[Dataset excerpt]
============

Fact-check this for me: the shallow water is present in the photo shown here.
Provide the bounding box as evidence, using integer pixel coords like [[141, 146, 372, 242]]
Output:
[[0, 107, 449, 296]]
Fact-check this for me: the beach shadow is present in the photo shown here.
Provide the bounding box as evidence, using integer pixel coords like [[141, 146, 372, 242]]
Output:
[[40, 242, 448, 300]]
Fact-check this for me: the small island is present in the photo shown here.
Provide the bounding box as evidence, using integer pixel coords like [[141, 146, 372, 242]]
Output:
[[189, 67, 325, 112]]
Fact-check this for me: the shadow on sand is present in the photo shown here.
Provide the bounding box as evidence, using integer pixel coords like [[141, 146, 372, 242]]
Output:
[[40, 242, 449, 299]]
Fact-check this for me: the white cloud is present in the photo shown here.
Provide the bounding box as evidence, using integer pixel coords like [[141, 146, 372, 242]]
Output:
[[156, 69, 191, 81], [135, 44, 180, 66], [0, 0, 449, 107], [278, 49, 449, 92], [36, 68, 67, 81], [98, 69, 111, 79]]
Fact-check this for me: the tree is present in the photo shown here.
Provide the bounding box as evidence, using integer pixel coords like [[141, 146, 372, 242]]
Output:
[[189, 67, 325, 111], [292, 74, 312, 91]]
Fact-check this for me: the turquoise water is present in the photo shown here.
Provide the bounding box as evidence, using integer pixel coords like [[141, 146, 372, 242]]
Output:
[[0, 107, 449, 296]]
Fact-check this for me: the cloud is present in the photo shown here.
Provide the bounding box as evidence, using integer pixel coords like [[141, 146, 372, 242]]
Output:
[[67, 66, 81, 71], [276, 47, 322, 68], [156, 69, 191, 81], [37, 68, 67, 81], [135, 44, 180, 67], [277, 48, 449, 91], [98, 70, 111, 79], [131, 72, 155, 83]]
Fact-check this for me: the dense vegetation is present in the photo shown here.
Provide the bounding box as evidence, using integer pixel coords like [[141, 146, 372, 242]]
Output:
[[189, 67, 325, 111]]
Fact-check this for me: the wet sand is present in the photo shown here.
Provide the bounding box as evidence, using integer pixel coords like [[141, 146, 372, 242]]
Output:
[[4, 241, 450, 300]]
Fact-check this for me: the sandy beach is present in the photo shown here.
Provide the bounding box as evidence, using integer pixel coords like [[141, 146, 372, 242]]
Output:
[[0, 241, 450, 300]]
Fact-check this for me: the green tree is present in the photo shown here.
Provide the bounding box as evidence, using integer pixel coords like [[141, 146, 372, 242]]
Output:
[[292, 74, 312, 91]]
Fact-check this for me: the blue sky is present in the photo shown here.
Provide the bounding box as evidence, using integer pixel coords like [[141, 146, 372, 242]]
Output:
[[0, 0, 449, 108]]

============

Task instructions: Rewrite all the rows above, substituting "Please verify this" for each occurrence of "Fact-check this for me" and leaving everything else unchanged.

The result:
Please verify this: the shallow water is present in the photo shown here.
Provide the bounding box as evidence, using integer pixel coords like [[141, 146, 372, 242]]
Output:
[[0, 107, 449, 296]]
Please verify this: the beach shadow is present in the photo shown here.
Provide the bounding box as evidence, using integer pixel coords like [[141, 146, 372, 242]]
Output:
[[40, 242, 448, 300]]
Please verify this: the small island is present in the photo shown here.
Provide the bounding box as evidence, using integer pixel coords like [[141, 146, 372, 242]]
Output:
[[189, 67, 325, 112]]
Please verify this: the shadow on sand is present in the photo shown here.
Provide the bounding box as evidence, using integer pixel coords like [[141, 146, 372, 242]]
Output:
[[40, 242, 449, 299]]
Please verify this: the white cloud is present in the photo shown here.
Provide the bounding box as evidence, using integer pixel coords like [[141, 146, 372, 242]]
Output:
[[156, 69, 191, 81], [135, 44, 180, 66], [0, 0, 449, 107], [278, 49, 449, 92], [36, 68, 67, 81], [98, 69, 111, 79]]
Please verify this: the tree is present in the photo shown here.
Provide the bounding box as evidence, using integer pixel coords like [[141, 146, 372, 242]]
Output:
[[189, 67, 325, 111], [292, 74, 312, 91]]
Please verify this: the turquoise water is present in the photo shown here.
Provide the bounding box as evidence, using integer pixel coords like [[141, 146, 372, 242]]
Output:
[[0, 107, 449, 296]]
Please verify this: the cloud is present in the photo shown here.
Provide the bounding box as evidence, using integer pixel coords like [[141, 146, 372, 242]]
Output:
[[67, 66, 81, 71], [276, 47, 322, 68], [156, 69, 191, 81], [37, 68, 67, 81], [135, 44, 180, 67], [277, 48, 449, 91], [98, 70, 111, 79], [131, 72, 155, 83]]
Please verify this: the dense vegetation is present in the photo shown here.
Provide the bounding box as evidence, using integer pixel coords like [[141, 146, 372, 242]]
Output:
[[189, 67, 325, 111]]
Please verify this: the wet sand is present in the photo shown here.
Provide the bounding box as evidence, using integer pixel coords like [[141, 146, 372, 242]]
Output:
[[4, 241, 450, 300]]
Please verify this: the sandy beach is present in the photo shown here.
Provide the bounding box as evidence, using integer pixel coords like [[141, 146, 372, 242]]
Output:
[[0, 241, 450, 300]]
Please verify this: the green tree is present in the photo shown here.
Provide the bounding box as evidence, using integer pixel coords like [[141, 146, 372, 242]]
Output:
[[292, 74, 312, 91]]
Please verify this: the blue sky is present in the photo shown here.
Provide the bounding box as evidence, using integer pixel coords like [[141, 146, 372, 242]]
Output:
[[0, 0, 449, 108]]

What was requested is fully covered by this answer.